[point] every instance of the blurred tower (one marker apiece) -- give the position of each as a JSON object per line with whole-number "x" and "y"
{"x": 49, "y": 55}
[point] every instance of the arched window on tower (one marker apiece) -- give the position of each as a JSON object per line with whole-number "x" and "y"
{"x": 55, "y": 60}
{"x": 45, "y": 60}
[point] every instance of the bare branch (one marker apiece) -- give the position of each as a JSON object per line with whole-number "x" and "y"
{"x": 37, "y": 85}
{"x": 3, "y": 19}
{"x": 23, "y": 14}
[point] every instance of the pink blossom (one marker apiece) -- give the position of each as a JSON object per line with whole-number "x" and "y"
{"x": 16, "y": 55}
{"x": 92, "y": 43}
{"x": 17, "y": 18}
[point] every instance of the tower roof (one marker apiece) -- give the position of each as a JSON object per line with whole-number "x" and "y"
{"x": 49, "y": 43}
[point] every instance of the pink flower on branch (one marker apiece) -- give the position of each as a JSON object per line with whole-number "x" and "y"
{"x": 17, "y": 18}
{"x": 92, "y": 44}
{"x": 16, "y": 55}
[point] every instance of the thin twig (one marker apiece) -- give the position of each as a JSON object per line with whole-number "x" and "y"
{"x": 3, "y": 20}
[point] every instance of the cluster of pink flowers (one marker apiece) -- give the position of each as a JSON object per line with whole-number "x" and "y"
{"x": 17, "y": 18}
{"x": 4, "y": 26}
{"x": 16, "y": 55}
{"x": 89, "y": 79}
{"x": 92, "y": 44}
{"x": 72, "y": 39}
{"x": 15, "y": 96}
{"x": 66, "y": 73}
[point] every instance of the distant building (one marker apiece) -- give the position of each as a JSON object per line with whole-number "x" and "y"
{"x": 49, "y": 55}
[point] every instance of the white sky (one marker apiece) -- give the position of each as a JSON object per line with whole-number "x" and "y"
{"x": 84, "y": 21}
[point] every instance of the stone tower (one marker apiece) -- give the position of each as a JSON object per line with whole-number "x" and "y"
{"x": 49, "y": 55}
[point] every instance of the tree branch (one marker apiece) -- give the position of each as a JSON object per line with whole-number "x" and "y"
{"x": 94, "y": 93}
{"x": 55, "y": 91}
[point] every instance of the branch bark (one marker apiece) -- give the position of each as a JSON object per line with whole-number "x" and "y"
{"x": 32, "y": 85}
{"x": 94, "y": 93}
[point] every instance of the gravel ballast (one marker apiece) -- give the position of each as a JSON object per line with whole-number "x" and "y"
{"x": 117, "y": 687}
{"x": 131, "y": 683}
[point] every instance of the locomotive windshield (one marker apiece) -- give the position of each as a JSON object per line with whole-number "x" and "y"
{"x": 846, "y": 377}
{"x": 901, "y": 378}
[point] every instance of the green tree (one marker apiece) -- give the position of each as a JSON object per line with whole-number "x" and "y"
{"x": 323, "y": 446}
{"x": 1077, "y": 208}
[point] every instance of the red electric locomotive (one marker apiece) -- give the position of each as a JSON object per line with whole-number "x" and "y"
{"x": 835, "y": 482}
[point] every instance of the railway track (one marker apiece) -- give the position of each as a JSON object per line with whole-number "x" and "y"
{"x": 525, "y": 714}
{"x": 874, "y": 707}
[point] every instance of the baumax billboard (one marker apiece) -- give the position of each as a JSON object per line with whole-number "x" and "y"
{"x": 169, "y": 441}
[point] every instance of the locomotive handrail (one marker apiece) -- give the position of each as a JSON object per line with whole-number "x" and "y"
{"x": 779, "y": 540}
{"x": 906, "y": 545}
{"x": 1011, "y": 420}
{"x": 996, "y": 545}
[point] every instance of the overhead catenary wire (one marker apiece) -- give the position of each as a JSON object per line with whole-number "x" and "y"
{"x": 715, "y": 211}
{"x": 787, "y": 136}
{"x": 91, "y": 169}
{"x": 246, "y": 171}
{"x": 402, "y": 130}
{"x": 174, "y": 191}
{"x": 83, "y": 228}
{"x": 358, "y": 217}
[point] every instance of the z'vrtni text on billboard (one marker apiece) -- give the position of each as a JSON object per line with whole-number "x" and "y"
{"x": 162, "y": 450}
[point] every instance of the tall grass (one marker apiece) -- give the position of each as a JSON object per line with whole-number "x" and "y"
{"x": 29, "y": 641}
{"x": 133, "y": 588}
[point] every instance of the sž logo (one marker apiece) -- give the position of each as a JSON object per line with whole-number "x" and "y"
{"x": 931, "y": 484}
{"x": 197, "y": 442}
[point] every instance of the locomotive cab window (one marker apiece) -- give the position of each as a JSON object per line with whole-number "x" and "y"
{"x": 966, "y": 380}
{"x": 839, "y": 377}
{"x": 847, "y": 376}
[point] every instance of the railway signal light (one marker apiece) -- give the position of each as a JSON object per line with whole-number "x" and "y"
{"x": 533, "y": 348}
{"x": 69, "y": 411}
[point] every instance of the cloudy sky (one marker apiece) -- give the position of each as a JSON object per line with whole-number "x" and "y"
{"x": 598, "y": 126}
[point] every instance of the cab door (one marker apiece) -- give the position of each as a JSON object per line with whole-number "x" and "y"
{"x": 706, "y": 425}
================================
Recopy the entries above exactly, with every line included.

[point] every instance of the blurred tower (one marker apiece) -- give the position of each as a JSON object per line with whole-number "x" and "y"
{"x": 49, "y": 55}
[point] every instance of the arched window on tower (one marker apiece) -- give the position of each as a JSON object per line with whole-number "x" and "y"
{"x": 55, "y": 60}
{"x": 45, "y": 60}
[point] every instance of the bare branch (one marker apiece) -- give the position of each as a JSON object per line with whole-number "x" and "y"
{"x": 37, "y": 85}
{"x": 3, "y": 19}
{"x": 23, "y": 14}
[point] every instance of the pink blossom (one marker apiece) -- give the position of each as a JSON object per line with whole-number "x" and "y"
{"x": 16, "y": 55}
{"x": 92, "y": 43}
{"x": 17, "y": 18}
[point] every instance of the tower roof (one marker apiece) -- give the position of each as a JSON object per line with whole-number "x" and "y"
{"x": 49, "y": 43}
[point] every instance of the pink flower on branch (one marker apiece) -- give the position of each as a JSON object per line with whole-number "x" and "y"
{"x": 17, "y": 18}
{"x": 92, "y": 44}
{"x": 16, "y": 55}
[point] every instance of the thin twig (one marker apiece) -- give the position of each as a JSON object per line with whole-number "x" and "y"
{"x": 3, "y": 20}
[point] every instance of the cluster of pink flowers (one marker apiece) -- give the position of each as a JSON object per line with whole-number "x" and "y"
{"x": 17, "y": 18}
{"x": 4, "y": 26}
{"x": 16, "y": 55}
{"x": 89, "y": 79}
{"x": 92, "y": 44}
{"x": 72, "y": 39}
{"x": 15, "y": 96}
{"x": 66, "y": 73}
[point] every instance of the distant building (one marker apiece) -- give the position of each as a JSON object per line with whole-number "x" and "y"
{"x": 49, "y": 55}
[point] every instance of the white sky (one marker apiece) -- give the position of each as a JSON object per line with whole-number "x" and "y"
{"x": 84, "y": 21}
[point] every instance of the stone tower (one marker apiece) -- give the position of each as a JSON object per line with whole-number "x" and "y"
{"x": 49, "y": 55}
[point] every instance of the tree branch (one marker apiece) -- give the position of each as a JSON object per line with whole-number "x" and "y"
{"x": 94, "y": 93}
{"x": 55, "y": 91}
[point] every instance of the branch bark (one marker apiece) -- give the position of each as a JSON object per line with whole-number "x" and "y"
{"x": 32, "y": 85}
{"x": 94, "y": 93}
[point] every instance of the gravel ballast (one marker apiece) -- give the position of each as a JSON object per line with whole-number "x" and "y"
{"x": 117, "y": 687}
{"x": 131, "y": 683}
[point] every instance of the locomotive windshield (one marker apiece) -- give the position of each as a JSON object per line with whole-number "x" and "y"
{"x": 846, "y": 377}
{"x": 901, "y": 378}
[point] every instance of the green tree (one marker apiece) -- give the position of each as a JSON object per line with whole-number "x" and "y"
{"x": 323, "y": 446}
{"x": 1077, "y": 208}
[point] every instance of the red electric locomotive (one marker apiece) -- give the position of each as a JSON object per line with whole-number "x" and "y"
{"x": 835, "y": 482}
[point] every instance of the railway track (one marker apiece) -- give the position of each as a JSON object per line with whole-number "x" and "y"
{"x": 525, "y": 714}
{"x": 874, "y": 707}
[point] every instance of the baumax billboard (one marker apiece) -- give the position of each as a JSON object per line with whole-number "x" and "y"
{"x": 169, "y": 441}
[point] every instance of the locomotive handrail (one marker apiece) -- give the position of each as a JSON object per line with whole-number "x" and "y"
{"x": 779, "y": 540}
{"x": 906, "y": 545}
{"x": 1011, "y": 420}
{"x": 996, "y": 545}
[point] every instance of the overhead catenary wire (one marker apiece) -- give the position of each as a JSON object per line with whole-number "x" and "y"
{"x": 715, "y": 211}
{"x": 787, "y": 136}
{"x": 91, "y": 169}
{"x": 246, "y": 171}
{"x": 402, "y": 130}
{"x": 174, "y": 191}
{"x": 83, "y": 228}
{"x": 358, "y": 217}
[point] every instance of the z'vrtni text on billboard (one marker apiece) -- give the position of each as a JSON object per line with whole-number "x" and "y"
{"x": 162, "y": 450}
[point] every instance of the tall grass (one marker apiece) -- give the position of each as a JSON object per line with whole-number "x" and "y"
{"x": 29, "y": 641}
{"x": 133, "y": 588}
[point] every instance of the sž logo (one marker apiece) -- give the position of each as a JSON object per line with whole-number "x" and "y"
{"x": 931, "y": 484}
{"x": 197, "y": 442}
[point] every instance of the locomotive cab window (one marker apiece) -- give the position of each as a JSON object per line with whole-number "x" and "y"
{"x": 966, "y": 380}
{"x": 839, "y": 377}
{"x": 847, "y": 376}
[point] every instance of the railway signal light (one marker apiece) -- give the position of each as a JSON object per line with whole-number "x" and "y"
{"x": 533, "y": 348}
{"x": 69, "y": 411}
[point] every instance of the cloudy sky (one marker apiece) -- give the position of each as a JSON object per line with whole-number "x" and "y"
{"x": 598, "y": 126}
[point] every instance of the cab door (one marker apiece) -- give the position of each as a JSON object per line with whole-number "x" and "y"
{"x": 706, "y": 425}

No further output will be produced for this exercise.